[Dataset listing of where objects appear]
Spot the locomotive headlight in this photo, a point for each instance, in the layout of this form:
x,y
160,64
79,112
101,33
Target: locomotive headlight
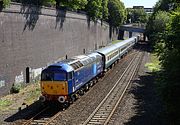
x,y
42,98
61,99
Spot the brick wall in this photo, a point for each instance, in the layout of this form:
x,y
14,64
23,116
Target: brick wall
x,y
35,37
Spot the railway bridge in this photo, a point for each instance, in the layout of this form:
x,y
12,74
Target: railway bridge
x,y
131,28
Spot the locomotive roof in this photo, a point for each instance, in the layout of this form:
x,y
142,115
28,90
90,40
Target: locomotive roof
x,y
62,66
75,62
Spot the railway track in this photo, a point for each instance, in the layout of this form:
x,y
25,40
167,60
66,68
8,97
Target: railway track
x,y
46,116
102,114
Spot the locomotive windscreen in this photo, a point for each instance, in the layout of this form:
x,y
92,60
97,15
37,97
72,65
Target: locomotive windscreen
x,y
53,76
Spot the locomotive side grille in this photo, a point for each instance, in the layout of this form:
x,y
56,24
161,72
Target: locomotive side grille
x,y
54,87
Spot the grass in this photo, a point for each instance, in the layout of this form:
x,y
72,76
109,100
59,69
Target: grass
x,y
4,103
27,95
154,65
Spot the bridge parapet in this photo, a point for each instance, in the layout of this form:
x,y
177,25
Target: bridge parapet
x,y
131,28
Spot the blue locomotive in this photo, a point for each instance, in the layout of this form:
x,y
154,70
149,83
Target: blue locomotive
x,y
66,80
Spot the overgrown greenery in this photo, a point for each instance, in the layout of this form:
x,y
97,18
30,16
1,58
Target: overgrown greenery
x,y
116,13
164,32
136,15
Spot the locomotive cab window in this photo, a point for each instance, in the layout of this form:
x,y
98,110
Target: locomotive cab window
x,y
70,75
50,76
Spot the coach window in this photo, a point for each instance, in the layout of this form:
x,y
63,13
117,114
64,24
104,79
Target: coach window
x,y
70,75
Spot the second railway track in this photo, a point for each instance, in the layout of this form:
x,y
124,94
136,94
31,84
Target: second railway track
x,y
102,114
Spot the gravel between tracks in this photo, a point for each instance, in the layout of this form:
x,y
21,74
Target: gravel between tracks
x,y
139,106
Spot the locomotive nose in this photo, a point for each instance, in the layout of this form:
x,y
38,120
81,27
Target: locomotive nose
x,y
61,99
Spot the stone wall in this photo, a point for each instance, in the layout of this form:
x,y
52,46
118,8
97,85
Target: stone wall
x,y
32,38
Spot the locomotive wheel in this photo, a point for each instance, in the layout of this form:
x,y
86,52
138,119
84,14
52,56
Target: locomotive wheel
x,y
72,99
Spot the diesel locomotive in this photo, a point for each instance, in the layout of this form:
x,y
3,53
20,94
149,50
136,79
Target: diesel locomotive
x,y
64,81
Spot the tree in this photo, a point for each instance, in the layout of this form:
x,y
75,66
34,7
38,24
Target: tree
x,y
94,9
116,13
104,10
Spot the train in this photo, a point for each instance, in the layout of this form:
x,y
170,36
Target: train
x,y
66,80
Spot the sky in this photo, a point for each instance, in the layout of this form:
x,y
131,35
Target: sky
x,y
145,3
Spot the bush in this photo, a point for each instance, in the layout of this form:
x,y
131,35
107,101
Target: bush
x,y
15,88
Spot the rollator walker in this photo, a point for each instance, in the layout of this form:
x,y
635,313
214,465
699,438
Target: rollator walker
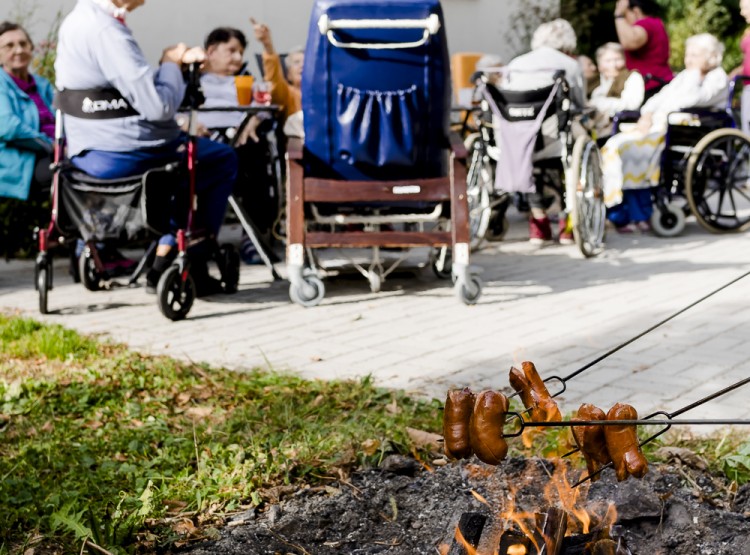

> WORK TO DO
Please output the whole listing above as a numbered list, one line per number, skipping any blank lines and leaving the pictures out.

> ANSWER FOR THE TASK
1. Spot the locomotive headlight in this photo, a point for each instance, in the layout of this form:
2. x,y
3. 160,64
4. 79,112
5. 101,33
6. Target: locomotive headlight
7. x,y
8. 42,98
9. 61,99
10. Spot the brick wall in this photo, a point for each instance, in the layout of this form:
11. x,y
12. 14,64
13. 23,116
14. Target: brick wall
15. x,y
16. 35,37
17. Spot the railway bridge in this photo, a point for each instance, in the layout of this form:
18. x,y
19. 12,74
20. Target: railway bridge
21. x,y
22. 131,28
23. Spot the locomotive roof in this photo, a point for each instance, in the layout of this form:
24. x,y
25. 142,115
26. 28,90
27. 90,40
28. Target: locomotive roof
29. x,y
30. 62,66
31. 75,62
32. Spot the railway track in this photo, a point for each instance, in the layout of this form:
33. x,y
34. 25,40
35. 167,60
36. 66,68
37. 8,97
38. Target: railway track
39. x,y
40. 46,116
41. 102,114
42. Spot the locomotive windscreen in this photo, a point for each instance, in the layout of this form:
43. x,y
44. 92,60
45. 97,15
46. 37,97
47. 72,65
48. Target: locomotive windscreen
49. x,y
50. 53,76
51. Spot the locomotive side grille in this photo, a point for each instance, in the layout of this form:
52. x,y
53. 56,24
54. 161,72
55. Target: locomotive side grille
56. x,y
57. 54,87
58. Spot the grass in this photo, a point for each instance, in the layout of this form:
59. x,y
60. 72,76
61. 109,100
62. 59,69
63. Target: grass
64. x,y
65. 4,103
66. 27,95
67. 154,65
68. Spot the bridge parapet in this photo, a point for each instance, in the layout of this form:
69. x,y
70. 177,25
71. Target: bridge parapet
72. x,y
73. 131,28
74. Spot the blue locomotive in this photo, a point for each instance, in the layout of this form:
75. x,y
76. 154,70
77. 149,83
78. Target: blue locomotive
79. x,y
80. 66,80
81. Spot the overgrown greenery in this photo, a point for each instance, in the layout of this form:
82. x,y
83. 97,18
84. 30,16
85. 1,58
86. Target: overgrown greenery
87. x,y
88. 116,13
89. 164,32
90. 136,15
91. Spot the locomotive cab window in this photo, a point for each instance, in the layout of this form:
92. x,y
93. 98,110
94. Target: locomotive cab window
95. x,y
96. 70,75
97. 50,76
98. Spot the coach window in this photo, a point for each instance, in the layout of this form:
99. x,y
100. 63,13
101. 117,114
102. 64,24
103. 104,79
104. Target: coach window
105. x,y
106. 70,75
107. Spot the second railway track in this photo, a point for each instance, in the layout of this form:
108. x,y
109. 124,94
110. 136,94
111. 31,84
112. Target: second railway track
113. x,y
114. 102,114
115. Spot the gravel between tracks in this photo, a point for each instance, in the layout of this form:
116. x,y
117. 21,74
118. Target: gravel between tracks
119. x,y
120. 139,106
121. Spot the locomotive nose in this photo, a point for each instance, in the layout of this form:
122. x,y
123. 38,120
124. 81,27
125. Target: locomotive nose
126. x,y
127. 61,99
128. Spot the stone wall in this photo, a point for each instance, in the layout of this form:
129. x,y
130. 52,46
131. 118,8
132. 97,85
133. Target: stone wall
134. x,y
135. 32,38
136. Spot the locomotive wheel in this photo, a point for each instance, in the layout of this form:
137. x,y
138. 86,52
139. 138,119
140. 84,14
141. 52,56
142. Target: locomotive wheel
143. x,y
144. 72,99
145. Spot the diesel locomotive in this photo, a point for each instance, in the layout of this form:
146. x,y
147. 3,53
148. 20,94
149. 149,50
150. 136,79
151. Target: diesel locomotive
152. x,y
153. 64,81
154. Spot the tree in this photo, a point for each instance, in the layout of this form:
155. x,y
156. 75,66
157. 34,7
158. 38,24
159. Target: tree
160. x,y
161. 94,9
162. 116,13
163. 104,10
164. Spot the train in this photo, a point for each instance, in the layout of this form:
165. x,y
166. 170,36
167. Target: train
168. x,y
169. 66,80
170. Spot the sky in this photo, a point for each instance, in the layout of this form:
171. x,y
172. 131,35
173. Target: sky
174. x,y
175. 145,3
176. Spot the bush in this photo, a point for each instance, in the layout of this form:
177. x,y
178. 131,35
179. 107,101
180. Target: bush
181. x,y
182. 15,88
183. Spot the rollator walker in this photo, a point for each instance, in the layout of this form:
184. x,y
185. 635,313
186. 214,465
187. 699,438
188. Target: rollator walker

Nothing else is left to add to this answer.